> [What this task involves]: Present the following data again exactly as it is shown.

### Data listing ###

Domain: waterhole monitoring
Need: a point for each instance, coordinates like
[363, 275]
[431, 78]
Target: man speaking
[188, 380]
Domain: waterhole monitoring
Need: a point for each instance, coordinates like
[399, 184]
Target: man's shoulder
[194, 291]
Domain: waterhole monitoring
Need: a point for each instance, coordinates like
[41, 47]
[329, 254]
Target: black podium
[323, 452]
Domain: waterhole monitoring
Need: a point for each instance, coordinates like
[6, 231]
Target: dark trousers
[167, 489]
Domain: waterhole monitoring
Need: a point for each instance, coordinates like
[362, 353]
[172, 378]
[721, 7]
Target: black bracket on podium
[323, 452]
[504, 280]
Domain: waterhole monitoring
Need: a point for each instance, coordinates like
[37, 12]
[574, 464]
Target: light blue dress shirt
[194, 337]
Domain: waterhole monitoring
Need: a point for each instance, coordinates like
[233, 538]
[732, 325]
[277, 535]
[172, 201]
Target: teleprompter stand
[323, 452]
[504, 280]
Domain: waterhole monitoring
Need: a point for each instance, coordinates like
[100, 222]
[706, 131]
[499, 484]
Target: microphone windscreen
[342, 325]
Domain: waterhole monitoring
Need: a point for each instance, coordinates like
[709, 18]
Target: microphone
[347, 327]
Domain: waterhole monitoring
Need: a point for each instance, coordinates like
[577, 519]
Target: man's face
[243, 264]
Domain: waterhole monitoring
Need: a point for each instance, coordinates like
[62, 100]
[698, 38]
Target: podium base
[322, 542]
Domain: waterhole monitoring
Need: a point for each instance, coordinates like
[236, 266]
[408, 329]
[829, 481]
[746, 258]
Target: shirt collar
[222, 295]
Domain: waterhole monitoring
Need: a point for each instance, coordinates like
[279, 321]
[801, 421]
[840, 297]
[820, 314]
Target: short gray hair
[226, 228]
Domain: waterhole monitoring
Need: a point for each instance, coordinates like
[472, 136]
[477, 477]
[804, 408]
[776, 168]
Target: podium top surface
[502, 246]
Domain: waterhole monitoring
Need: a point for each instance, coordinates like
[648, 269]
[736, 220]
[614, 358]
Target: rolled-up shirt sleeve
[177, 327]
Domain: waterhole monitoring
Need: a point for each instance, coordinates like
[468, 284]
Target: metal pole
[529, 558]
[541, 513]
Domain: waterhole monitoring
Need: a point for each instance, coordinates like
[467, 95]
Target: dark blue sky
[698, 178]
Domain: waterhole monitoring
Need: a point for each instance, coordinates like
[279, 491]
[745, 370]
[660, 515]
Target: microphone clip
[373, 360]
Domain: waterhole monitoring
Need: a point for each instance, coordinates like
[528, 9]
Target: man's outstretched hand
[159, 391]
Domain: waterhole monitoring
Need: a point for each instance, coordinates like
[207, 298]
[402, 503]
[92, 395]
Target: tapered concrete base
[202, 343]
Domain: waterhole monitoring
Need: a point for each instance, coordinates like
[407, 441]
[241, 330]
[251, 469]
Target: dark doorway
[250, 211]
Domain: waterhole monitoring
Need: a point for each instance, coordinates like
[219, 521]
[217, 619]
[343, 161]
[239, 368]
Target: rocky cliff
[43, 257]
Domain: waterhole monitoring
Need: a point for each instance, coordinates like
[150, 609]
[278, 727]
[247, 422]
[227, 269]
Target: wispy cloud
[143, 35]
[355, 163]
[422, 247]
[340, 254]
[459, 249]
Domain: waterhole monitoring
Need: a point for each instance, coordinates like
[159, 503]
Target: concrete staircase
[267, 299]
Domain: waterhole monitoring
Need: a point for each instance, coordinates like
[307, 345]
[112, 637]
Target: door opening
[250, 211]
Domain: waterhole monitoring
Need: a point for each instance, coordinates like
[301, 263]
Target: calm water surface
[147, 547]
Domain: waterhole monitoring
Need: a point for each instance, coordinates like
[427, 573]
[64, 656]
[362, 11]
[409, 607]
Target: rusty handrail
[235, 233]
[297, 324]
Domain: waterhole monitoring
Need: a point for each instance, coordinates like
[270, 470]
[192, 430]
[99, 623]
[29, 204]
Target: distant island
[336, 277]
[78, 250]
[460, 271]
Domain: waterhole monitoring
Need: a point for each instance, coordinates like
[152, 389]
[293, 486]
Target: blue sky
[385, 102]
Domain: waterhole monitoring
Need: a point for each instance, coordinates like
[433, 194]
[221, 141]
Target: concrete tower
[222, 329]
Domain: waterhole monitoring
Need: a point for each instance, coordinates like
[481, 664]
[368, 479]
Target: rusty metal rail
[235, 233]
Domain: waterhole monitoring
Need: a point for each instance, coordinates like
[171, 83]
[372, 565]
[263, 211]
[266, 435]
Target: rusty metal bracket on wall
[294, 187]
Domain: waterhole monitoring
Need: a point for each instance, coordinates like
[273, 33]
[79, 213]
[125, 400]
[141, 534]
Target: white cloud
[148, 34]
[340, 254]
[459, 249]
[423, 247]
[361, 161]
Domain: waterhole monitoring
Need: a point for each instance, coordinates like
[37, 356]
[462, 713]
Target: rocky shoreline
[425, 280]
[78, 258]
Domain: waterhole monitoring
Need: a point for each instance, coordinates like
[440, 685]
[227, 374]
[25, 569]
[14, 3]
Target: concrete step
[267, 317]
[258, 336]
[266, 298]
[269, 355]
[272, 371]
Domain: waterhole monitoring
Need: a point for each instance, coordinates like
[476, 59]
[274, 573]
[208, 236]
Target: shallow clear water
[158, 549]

###

> [Reply]:
Domain: waterhole monitoring
Need: a point for each instance, coordinates like
[363, 275]
[431, 78]
Target: man speaking
[188, 380]
Domain: waterhole monitoring
Need: a point for each instance, coordinates like
[399, 184]
Target: man's shoulder
[194, 291]
Domain: waterhole monitoring
Need: a point for each instance, coordinates like
[41, 47]
[329, 254]
Target: black podium
[323, 452]
Domain: waterhole monitoring
Need: a point for each instance, coordinates like
[6, 231]
Target: dark trousers
[167, 489]
Domain: waterhole monitoring
Need: a point for each instance, coordinates like
[362, 353]
[172, 378]
[721, 7]
Target: black bracket on podium
[323, 452]
[504, 280]
Domain: waterhole monitoring
Need: a point for each instance, coordinates like
[37, 12]
[574, 464]
Target: light blue dress shirt
[194, 337]
Domain: waterhole monitoring
Need: a point for each instance, coordinates like
[233, 538]
[732, 325]
[277, 535]
[172, 201]
Target: teleprompter stand
[323, 452]
[504, 280]
Domain: waterhole monitoring
Need: a point for each instance, coordinates like
[100, 222]
[706, 131]
[499, 484]
Target: microphone windscreen
[342, 325]
Domain: waterhole monitoring
Need: a point for each instance, coordinates like
[709, 18]
Target: microphone
[347, 327]
Domain: waterhole monitoring
Need: a point for each instance, coordinates like
[577, 519]
Target: man's face
[243, 264]
Domain: waterhole monitoring
Need: a point for each instance, coordinates like
[62, 100]
[698, 38]
Target: podium base
[322, 542]
Domain: waterhole monitoring
Need: a point for each instance, coordinates like
[236, 266]
[408, 329]
[829, 481]
[746, 258]
Target: shirt collar
[222, 295]
Domain: waterhole monitoring
Need: a point for each instance, coordinates like
[279, 321]
[801, 421]
[840, 297]
[820, 314]
Target: short gray hair
[226, 228]
Domain: waterhole monitoring
Need: a point for each instance, coordinates like
[472, 136]
[477, 477]
[804, 408]
[776, 168]
Target: podium top surface
[502, 246]
Domain: waterhole monitoring
Need: a point for each instance, coordinates like
[648, 269]
[736, 220]
[614, 358]
Target: rolled-up shirt sleeve
[177, 327]
Domain: waterhole monitoring
Need: a point for each instance, coordinates like
[468, 284]
Target: metal pole
[529, 558]
[541, 513]
Domain: waterhole monitoring
Need: a point for each instance, coordinates like
[467, 95]
Target: dark blue sky
[698, 178]
Domain: waterhole monitoring
Need: a point for each instance, coordinates like
[279, 491]
[745, 370]
[660, 515]
Target: microphone clip
[373, 360]
Domain: waterhole monitoring
Need: a point for each instance, coordinates like
[528, 9]
Target: man's outstretched hand
[159, 391]
Domain: waterhole monitoring
Need: a point for each instance, coordinates like
[207, 298]
[402, 503]
[92, 395]
Target: tapered concrete base
[202, 343]
Domain: waterhole monitoring
Need: a point for each instance, coordinates like
[407, 441]
[241, 330]
[251, 469]
Target: dark doorway
[250, 211]
Domain: waterhole monitoring
Need: a point for each instance, coordinates like
[219, 521]
[217, 619]
[343, 161]
[239, 368]
Target: rocky cliff
[43, 257]
Domain: waterhole monitoring
Need: a point for each instance, coordinates like
[150, 609]
[278, 727]
[247, 422]
[227, 269]
Target: wispy cloud
[143, 35]
[355, 163]
[422, 247]
[340, 254]
[459, 249]
Domain: waterhole monitoring
Need: a point for each instance, coordinates like
[159, 503]
Target: concrete staircase
[267, 299]
Domain: waterhole monitoring
Need: a point for each instance, coordinates like
[307, 345]
[112, 637]
Target: door opening
[250, 211]
Domain: waterhole monitoring
Need: a point for each instance, coordinates like
[301, 263]
Target: calm water surface
[147, 547]
Domain: waterhole monitoring
Need: a point for each instance, coordinates like
[427, 573]
[64, 656]
[362, 11]
[409, 607]
Target: rusty handrail
[235, 233]
[297, 324]
Domain: waterhole monitoring
Need: a point for each instance, coordinates like
[270, 470]
[192, 430]
[99, 623]
[29, 204]
Target: distant island
[336, 277]
[78, 250]
[460, 271]
Domain: waterhole monitoring
Need: a point for each instance, coordinates like
[152, 389]
[293, 486]
Target: blue sky
[385, 102]
Domain: waterhole monitoring
Need: a point for each instance, coordinates like
[433, 194]
[221, 141]
Target: concrete tower
[222, 329]
Domain: waterhole monitoring
Need: a point for each instance, coordinates like
[481, 664]
[368, 479]
Target: rusty metal rail
[235, 233]
Domain: waterhole monitoring
Need: a point for each instance, coordinates like
[171, 83]
[372, 565]
[263, 211]
[266, 435]
Target: rusty metal bracket on wall
[294, 187]
Domain: waterhole monitoring
Need: a point for each instance, coordinates like
[273, 33]
[79, 213]
[125, 400]
[141, 534]
Target: white cloud
[148, 34]
[340, 254]
[459, 249]
[423, 247]
[361, 161]
Domain: waterhole monitoring
Need: a point for each instance, coordinates like
[37, 356]
[462, 713]
Target: rocky shoreline
[425, 280]
[78, 258]
Domain: waterhole monitoring
Need: a point for each instance, coordinates like
[440, 685]
[227, 374]
[25, 569]
[14, 3]
Target: concrete step
[267, 317]
[258, 336]
[266, 298]
[269, 355]
[272, 371]
Domain: waterhole monitoring
Need: a point for each instance, coordinates like
[476, 59]
[274, 573]
[208, 236]
Target: shallow clear water
[158, 549]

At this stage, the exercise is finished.